§ **EXERCISE GOAL**: Look in the material below for the line holding "Phrase: flat roof building". Set it down exactly, with each later line up to and including the line holding "panel in the picture.".

§ **RECORDS**:

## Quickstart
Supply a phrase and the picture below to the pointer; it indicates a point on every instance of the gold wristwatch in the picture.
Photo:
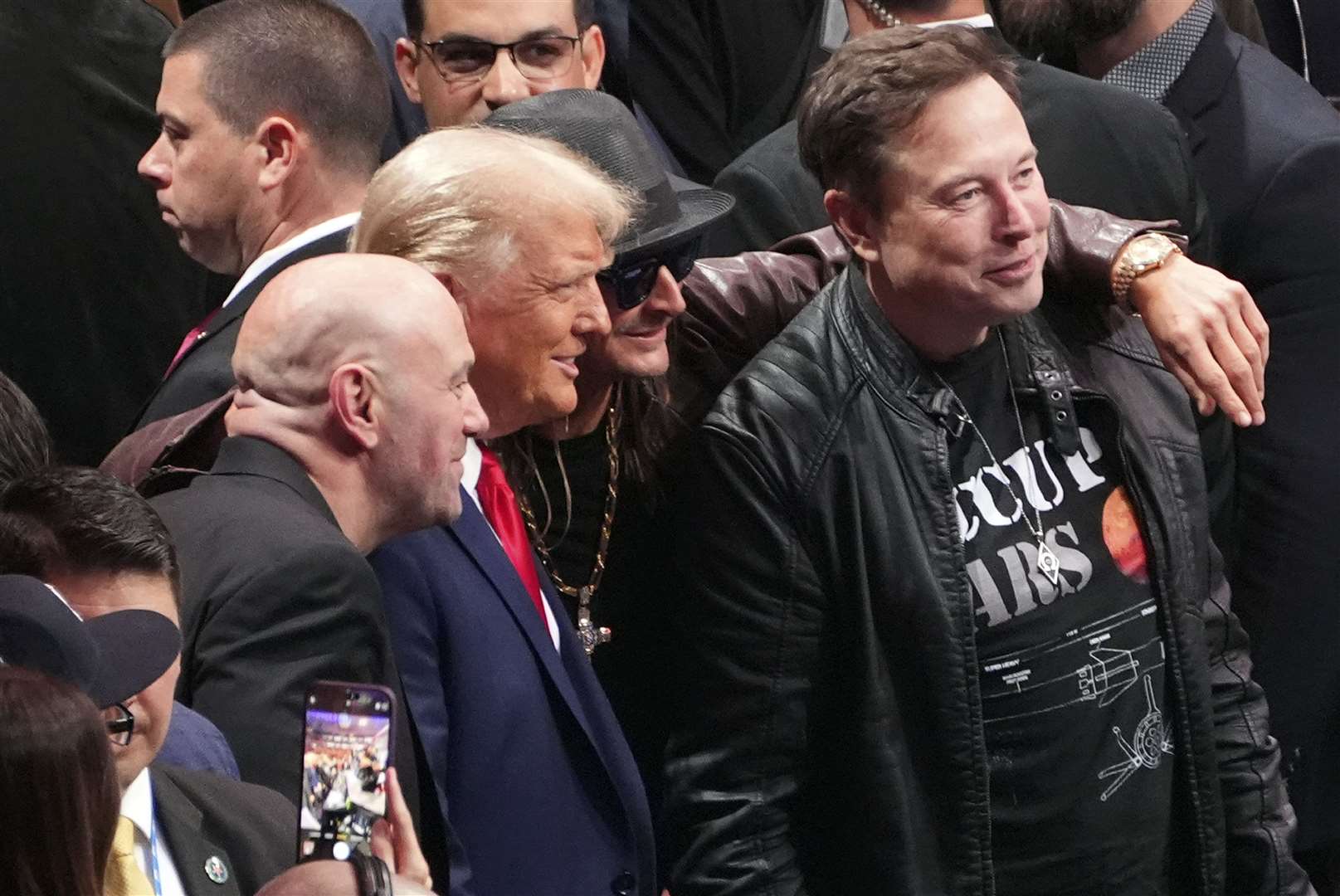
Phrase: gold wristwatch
(1141, 255)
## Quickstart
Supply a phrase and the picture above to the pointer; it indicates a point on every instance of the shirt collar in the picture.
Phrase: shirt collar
(470, 465)
(137, 804)
(296, 241)
(834, 31)
(1154, 69)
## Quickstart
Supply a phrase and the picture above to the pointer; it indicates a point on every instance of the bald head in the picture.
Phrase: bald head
(330, 879)
(357, 366)
(333, 311)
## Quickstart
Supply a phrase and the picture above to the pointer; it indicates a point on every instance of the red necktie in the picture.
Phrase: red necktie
(499, 505)
(196, 333)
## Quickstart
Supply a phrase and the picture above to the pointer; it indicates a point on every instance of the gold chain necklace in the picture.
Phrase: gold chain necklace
(588, 632)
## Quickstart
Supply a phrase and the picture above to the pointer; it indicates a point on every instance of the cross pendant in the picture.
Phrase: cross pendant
(1048, 564)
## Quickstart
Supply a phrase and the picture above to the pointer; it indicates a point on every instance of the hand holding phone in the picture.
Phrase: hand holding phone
(346, 761)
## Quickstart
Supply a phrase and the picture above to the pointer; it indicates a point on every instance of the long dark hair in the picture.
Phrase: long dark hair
(59, 798)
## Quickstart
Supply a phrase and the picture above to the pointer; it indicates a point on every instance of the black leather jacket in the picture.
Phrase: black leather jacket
(830, 729)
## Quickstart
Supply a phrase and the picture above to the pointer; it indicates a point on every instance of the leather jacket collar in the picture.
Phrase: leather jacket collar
(895, 371)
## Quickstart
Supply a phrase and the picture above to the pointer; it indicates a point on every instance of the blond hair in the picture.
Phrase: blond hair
(455, 200)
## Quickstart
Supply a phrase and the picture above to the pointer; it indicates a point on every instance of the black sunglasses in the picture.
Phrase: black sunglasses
(634, 280)
(121, 723)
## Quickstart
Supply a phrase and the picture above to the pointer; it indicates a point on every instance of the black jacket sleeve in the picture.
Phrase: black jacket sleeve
(730, 800)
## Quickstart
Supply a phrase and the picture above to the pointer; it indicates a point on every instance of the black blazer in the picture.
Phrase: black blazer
(274, 597)
(207, 370)
(1266, 150)
(204, 819)
(1096, 145)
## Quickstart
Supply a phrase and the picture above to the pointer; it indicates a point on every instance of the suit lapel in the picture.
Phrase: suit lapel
(180, 824)
(1202, 80)
(329, 244)
(477, 540)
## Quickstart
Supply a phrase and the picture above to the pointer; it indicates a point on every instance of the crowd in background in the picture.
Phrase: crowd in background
(764, 446)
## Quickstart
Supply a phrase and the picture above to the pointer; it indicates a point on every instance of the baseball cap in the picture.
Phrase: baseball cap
(110, 658)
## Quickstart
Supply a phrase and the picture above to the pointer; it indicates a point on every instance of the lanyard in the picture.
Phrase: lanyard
(153, 855)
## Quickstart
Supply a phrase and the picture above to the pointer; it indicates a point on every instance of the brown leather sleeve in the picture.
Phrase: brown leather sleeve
(736, 305)
(185, 441)
(1082, 246)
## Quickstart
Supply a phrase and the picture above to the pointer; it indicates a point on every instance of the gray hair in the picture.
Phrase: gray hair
(305, 59)
(455, 200)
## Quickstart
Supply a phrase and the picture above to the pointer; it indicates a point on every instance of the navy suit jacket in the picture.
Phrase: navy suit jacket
(1266, 152)
(529, 765)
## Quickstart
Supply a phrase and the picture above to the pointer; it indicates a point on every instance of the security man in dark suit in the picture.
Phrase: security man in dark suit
(272, 119)
(346, 431)
(1266, 152)
(105, 551)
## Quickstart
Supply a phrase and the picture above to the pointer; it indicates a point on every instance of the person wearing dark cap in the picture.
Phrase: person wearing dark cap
(108, 625)
(527, 758)
(586, 481)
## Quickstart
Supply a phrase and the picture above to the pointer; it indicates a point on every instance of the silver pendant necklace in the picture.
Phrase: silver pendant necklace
(1047, 562)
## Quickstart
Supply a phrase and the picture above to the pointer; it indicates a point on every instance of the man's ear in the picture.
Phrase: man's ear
(592, 56)
(355, 406)
(407, 66)
(453, 285)
(278, 142)
(855, 222)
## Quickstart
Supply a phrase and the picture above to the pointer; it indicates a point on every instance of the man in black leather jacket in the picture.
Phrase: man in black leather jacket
(950, 619)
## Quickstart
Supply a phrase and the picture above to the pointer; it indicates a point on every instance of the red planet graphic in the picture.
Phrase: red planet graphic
(1122, 536)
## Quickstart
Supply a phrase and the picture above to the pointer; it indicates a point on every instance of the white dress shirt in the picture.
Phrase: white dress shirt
(470, 464)
(137, 804)
(296, 241)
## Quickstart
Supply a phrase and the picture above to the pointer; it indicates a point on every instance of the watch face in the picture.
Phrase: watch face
(1146, 252)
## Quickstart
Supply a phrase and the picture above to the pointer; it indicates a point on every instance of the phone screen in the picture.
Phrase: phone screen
(346, 752)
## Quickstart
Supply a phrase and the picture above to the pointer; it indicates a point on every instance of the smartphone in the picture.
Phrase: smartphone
(346, 752)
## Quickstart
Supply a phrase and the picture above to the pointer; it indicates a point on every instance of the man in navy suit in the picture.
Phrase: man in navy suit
(268, 139)
(1266, 152)
(529, 765)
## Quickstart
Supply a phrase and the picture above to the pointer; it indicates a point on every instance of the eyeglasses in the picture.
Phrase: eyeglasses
(464, 59)
(633, 281)
(121, 723)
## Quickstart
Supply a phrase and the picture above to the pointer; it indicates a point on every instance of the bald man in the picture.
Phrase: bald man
(348, 429)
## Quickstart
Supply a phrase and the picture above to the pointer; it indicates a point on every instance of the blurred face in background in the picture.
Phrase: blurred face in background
(95, 593)
(460, 80)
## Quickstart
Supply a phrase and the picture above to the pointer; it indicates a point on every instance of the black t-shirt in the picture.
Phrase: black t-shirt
(571, 531)
(1072, 677)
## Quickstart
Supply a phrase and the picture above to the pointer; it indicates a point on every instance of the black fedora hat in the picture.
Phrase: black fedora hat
(110, 658)
(602, 129)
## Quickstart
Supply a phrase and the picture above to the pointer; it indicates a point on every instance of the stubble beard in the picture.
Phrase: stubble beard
(1055, 28)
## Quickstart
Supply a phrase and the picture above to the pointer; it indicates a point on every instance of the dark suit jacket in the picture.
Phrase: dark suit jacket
(252, 830)
(1266, 150)
(274, 597)
(207, 370)
(1128, 158)
(194, 743)
(527, 758)
(94, 292)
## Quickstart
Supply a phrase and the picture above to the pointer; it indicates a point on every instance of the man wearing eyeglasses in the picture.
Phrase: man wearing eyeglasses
(465, 58)
(105, 551)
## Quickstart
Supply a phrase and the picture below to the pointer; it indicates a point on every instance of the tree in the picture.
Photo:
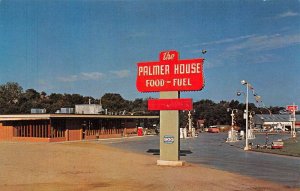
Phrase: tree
(9, 97)
(114, 102)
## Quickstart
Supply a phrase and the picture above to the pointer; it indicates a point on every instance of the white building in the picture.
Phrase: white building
(275, 121)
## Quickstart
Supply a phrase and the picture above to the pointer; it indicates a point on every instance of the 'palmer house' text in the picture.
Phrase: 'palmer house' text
(156, 70)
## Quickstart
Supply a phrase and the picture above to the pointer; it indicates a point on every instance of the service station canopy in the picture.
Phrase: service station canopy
(170, 74)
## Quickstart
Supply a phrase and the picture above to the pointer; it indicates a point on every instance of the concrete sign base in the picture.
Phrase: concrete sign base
(170, 163)
(169, 133)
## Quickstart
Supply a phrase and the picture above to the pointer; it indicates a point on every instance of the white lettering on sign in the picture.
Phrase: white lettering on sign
(168, 56)
(155, 83)
(193, 68)
(154, 70)
(182, 82)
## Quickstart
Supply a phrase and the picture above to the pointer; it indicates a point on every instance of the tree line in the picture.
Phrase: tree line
(15, 100)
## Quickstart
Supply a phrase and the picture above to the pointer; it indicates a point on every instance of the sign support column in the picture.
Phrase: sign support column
(169, 134)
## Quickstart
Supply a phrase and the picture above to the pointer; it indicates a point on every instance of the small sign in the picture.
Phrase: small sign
(170, 104)
(170, 74)
(169, 139)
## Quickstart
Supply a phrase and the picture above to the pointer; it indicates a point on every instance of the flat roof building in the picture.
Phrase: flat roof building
(69, 127)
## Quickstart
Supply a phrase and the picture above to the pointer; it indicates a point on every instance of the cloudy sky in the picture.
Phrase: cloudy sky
(91, 47)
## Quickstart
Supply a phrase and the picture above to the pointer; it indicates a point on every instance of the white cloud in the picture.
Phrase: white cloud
(288, 14)
(91, 76)
(266, 42)
(83, 76)
(120, 73)
(222, 41)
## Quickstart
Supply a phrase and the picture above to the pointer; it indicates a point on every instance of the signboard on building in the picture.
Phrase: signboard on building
(170, 74)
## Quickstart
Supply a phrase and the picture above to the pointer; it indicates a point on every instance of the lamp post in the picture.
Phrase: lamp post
(244, 82)
(232, 136)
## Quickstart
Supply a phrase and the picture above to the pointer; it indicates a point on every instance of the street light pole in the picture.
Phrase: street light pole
(243, 82)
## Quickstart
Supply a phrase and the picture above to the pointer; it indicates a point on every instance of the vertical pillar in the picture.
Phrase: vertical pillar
(169, 134)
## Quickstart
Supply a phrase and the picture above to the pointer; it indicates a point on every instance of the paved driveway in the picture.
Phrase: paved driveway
(212, 150)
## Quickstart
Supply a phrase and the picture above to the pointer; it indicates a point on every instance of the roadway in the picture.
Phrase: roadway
(212, 150)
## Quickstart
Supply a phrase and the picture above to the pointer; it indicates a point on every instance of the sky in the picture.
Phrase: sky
(92, 47)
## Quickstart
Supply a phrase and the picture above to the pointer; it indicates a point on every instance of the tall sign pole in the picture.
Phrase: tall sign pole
(169, 76)
(292, 109)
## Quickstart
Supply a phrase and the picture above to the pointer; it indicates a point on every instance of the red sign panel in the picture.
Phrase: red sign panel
(170, 104)
(292, 108)
(170, 74)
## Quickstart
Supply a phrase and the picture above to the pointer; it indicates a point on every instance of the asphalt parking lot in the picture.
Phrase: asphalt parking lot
(213, 151)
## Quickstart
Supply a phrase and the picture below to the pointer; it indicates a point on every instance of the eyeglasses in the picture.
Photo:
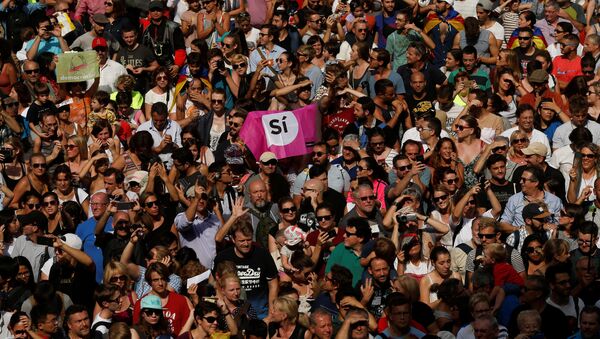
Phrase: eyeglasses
(50, 203)
(271, 162)
(289, 210)
(486, 235)
(532, 249)
(324, 217)
(211, 320)
(150, 312)
(151, 204)
(440, 198)
(404, 168)
(519, 141)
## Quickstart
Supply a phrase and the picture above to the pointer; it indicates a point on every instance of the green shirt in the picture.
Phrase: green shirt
(345, 257)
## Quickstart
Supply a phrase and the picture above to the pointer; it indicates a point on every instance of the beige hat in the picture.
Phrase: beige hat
(536, 148)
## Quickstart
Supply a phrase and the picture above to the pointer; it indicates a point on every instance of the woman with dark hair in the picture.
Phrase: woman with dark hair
(445, 156)
(527, 20)
(63, 181)
(482, 39)
(8, 71)
(369, 168)
(469, 146)
(152, 323)
(137, 157)
(505, 86)
(359, 66)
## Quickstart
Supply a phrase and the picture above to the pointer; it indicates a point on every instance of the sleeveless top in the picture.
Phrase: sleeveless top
(483, 42)
(12, 183)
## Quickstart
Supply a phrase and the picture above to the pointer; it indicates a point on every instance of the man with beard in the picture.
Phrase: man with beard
(364, 120)
(138, 59)
(288, 37)
(255, 267)
(526, 51)
(337, 178)
(525, 117)
(535, 155)
(77, 322)
(198, 225)
(567, 65)
(470, 63)
(165, 39)
(263, 213)
(578, 107)
(348, 254)
(406, 32)
(377, 286)
(365, 208)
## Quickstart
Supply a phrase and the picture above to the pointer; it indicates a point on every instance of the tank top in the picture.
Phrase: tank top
(482, 45)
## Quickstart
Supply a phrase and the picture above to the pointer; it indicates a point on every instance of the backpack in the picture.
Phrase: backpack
(265, 223)
(97, 334)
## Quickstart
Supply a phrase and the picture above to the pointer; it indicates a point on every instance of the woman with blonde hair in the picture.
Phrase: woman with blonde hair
(284, 320)
(116, 273)
(583, 174)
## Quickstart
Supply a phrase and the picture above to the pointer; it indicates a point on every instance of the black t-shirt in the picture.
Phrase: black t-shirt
(255, 271)
(141, 56)
(35, 112)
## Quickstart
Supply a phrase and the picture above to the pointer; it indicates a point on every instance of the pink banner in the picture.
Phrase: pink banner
(285, 133)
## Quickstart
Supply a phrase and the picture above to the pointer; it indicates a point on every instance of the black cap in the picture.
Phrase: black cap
(34, 218)
(156, 5)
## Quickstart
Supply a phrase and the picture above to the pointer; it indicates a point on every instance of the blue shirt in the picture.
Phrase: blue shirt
(85, 231)
(51, 45)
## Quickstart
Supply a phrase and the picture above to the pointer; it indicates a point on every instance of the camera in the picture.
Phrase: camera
(404, 218)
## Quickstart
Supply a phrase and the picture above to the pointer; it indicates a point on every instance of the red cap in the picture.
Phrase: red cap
(99, 42)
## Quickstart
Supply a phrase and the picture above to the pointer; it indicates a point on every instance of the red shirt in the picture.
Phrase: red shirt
(176, 311)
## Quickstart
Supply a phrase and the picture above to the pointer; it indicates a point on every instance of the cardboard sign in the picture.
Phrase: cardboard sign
(77, 66)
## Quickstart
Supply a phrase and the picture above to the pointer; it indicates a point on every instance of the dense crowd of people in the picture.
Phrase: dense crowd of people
(452, 191)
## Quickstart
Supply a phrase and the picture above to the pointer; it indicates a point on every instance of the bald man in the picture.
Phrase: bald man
(264, 214)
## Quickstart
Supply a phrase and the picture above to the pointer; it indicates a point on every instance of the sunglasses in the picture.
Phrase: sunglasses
(50, 203)
(522, 140)
(211, 320)
(153, 312)
(441, 197)
(289, 210)
(531, 250)
(151, 204)
(271, 162)
(116, 278)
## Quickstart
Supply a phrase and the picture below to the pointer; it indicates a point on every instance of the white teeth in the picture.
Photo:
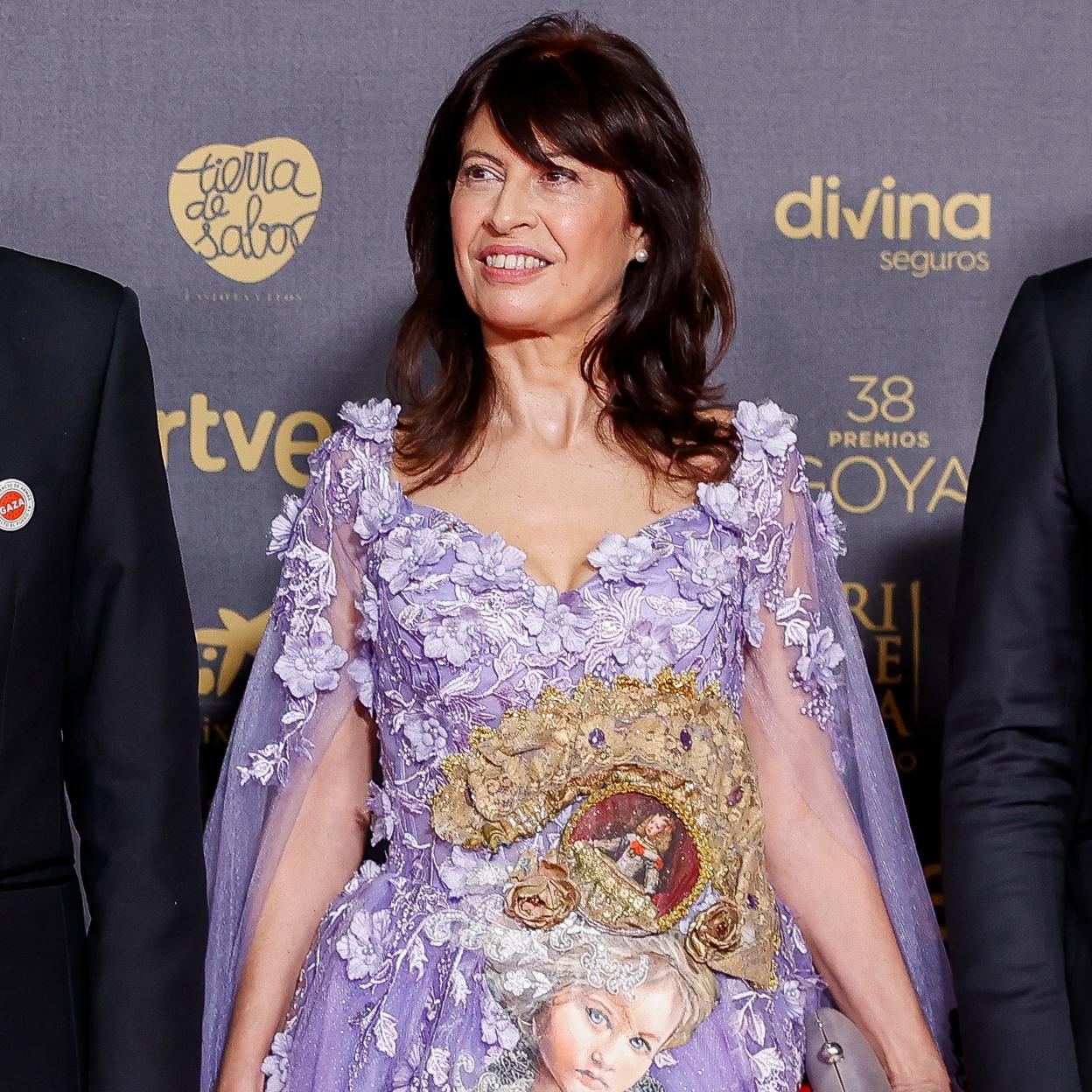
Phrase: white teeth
(514, 262)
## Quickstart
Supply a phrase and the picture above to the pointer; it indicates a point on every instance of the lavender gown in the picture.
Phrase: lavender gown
(436, 626)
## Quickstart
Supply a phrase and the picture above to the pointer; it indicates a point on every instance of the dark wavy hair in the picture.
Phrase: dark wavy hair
(598, 97)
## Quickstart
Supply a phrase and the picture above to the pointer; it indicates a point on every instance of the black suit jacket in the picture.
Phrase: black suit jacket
(1018, 766)
(97, 696)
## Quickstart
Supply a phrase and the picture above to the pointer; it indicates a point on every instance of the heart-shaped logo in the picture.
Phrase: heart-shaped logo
(246, 211)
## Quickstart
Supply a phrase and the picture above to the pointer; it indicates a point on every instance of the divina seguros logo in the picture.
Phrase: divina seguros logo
(246, 211)
(823, 211)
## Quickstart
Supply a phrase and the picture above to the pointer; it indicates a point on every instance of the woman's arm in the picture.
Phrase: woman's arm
(326, 846)
(802, 690)
(831, 890)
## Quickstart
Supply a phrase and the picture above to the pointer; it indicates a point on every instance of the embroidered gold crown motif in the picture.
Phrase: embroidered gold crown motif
(666, 808)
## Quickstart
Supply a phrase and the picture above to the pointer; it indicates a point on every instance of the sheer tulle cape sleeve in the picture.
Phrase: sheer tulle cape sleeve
(312, 663)
(809, 705)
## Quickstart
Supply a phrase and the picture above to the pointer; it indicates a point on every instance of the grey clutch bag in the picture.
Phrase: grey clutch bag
(837, 1056)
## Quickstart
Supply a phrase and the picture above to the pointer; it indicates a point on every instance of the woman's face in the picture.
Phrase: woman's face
(591, 1039)
(568, 221)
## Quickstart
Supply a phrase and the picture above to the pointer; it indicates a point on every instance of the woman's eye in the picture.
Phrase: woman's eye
(475, 172)
(559, 175)
(597, 1016)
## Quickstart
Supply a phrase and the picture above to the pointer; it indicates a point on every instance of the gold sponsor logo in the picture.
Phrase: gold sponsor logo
(880, 421)
(886, 211)
(224, 648)
(246, 210)
(215, 439)
(890, 626)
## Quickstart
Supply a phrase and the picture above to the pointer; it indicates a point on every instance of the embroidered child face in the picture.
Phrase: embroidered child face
(656, 824)
(592, 1039)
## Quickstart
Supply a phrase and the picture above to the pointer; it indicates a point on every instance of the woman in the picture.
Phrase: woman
(607, 524)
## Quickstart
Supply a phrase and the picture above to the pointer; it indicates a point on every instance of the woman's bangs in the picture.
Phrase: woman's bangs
(536, 102)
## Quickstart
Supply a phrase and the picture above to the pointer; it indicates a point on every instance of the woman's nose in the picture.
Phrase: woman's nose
(514, 207)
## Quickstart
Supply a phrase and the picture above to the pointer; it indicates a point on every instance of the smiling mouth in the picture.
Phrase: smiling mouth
(591, 1077)
(512, 267)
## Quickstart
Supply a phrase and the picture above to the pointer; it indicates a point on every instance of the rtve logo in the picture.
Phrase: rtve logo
(822, 210)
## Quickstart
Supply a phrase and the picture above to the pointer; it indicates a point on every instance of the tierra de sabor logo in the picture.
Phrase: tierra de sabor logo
(887, 211)
(246, 211)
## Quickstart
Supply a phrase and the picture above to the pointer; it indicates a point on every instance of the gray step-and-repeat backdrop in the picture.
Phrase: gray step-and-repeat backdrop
(884, 178)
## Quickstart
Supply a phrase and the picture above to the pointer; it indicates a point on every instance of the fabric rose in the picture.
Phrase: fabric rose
(765, 430)
(544, 898)
(373, 421)
(716, 932)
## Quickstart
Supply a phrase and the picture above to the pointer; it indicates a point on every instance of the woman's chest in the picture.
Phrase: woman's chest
(463, 634)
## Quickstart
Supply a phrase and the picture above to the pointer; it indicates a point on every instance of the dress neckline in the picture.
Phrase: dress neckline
(568, 593)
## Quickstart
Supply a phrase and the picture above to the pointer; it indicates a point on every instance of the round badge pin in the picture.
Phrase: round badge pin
(17, 505)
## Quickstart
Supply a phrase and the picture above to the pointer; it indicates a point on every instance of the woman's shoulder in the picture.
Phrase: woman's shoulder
(366, 436)
(766, 431)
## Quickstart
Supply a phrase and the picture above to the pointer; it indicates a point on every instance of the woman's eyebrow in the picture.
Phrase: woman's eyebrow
(485, 155)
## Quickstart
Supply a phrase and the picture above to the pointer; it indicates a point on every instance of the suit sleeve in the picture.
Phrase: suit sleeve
(131, 747)
(1009, 749)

§ **OUTPUT OF THE TASK**:
Phrase: flat roof building
(69, 127)
## Quickstart
Supply a phrase and the picture above to the pointer; it indicates a point on every instance of the cloudy sky in the picture.
Phrase: cloudy sky
(91, 47)
## Quickstart
Supply a phrase and the picture above to the pointer; it indicates a point on every instance of the white cloud in the picture.
Phrase: white cloud
(288, 14)
(91, 76)
(266, 42)
(83, 76)
(120, 73)
(222, 41)
## Quickstart
Supply a phrase and the picture above to the pointer; it indicates a point on every instance of the signboard on building in the picture.
Phrase: signboard on building
(170, 74)
## Quickstart
Supply a phrase and the picture above to the pointer; it indicates a point on every instance of the lamp post in the picture.
Phrase: lamp post
(244, 82)
(232, 136)
## Quickstart
Supply a phrase and the picture above to the pointer; it indicates a point on every instance of the street light pole in the picture.
Phrase: street light pole
(243, 82)
## Quickstart
Supply a phrase and the picture above to the pointer; it indicates a point on every instance of the vertical pillar in the picture.
Phrase: vertical pillar
(169, 134)
## Quickstart
Supply a phrase and the picture above to the pointer; it indicates a point on every instance of the paved driveway in the picture.
Phrase: paved driveway
(212, 150)
## Quickstart
Supply a phrase and the picture above to the pointer; it indicates a point on every instance of the roadway in the picture.
Phrase: roadway
(212, 150)
## Quickstart
Supply a phrase and the picture above to the pointer; it indicates a point on every instance of the sky in the picture.
Phrase: sky
(92, 47)
## Quickstart
Supply a phrase and the picture above to the pointer; it indicates a point on every instance of the tall sign pole in the picture.
Phrase: tall sign pole
(169, 76)
(292, 109)
## Quickstart
Supply a phrase and the picture above to the pointer; it indicates a point on every instance of the red sign panel in the picture.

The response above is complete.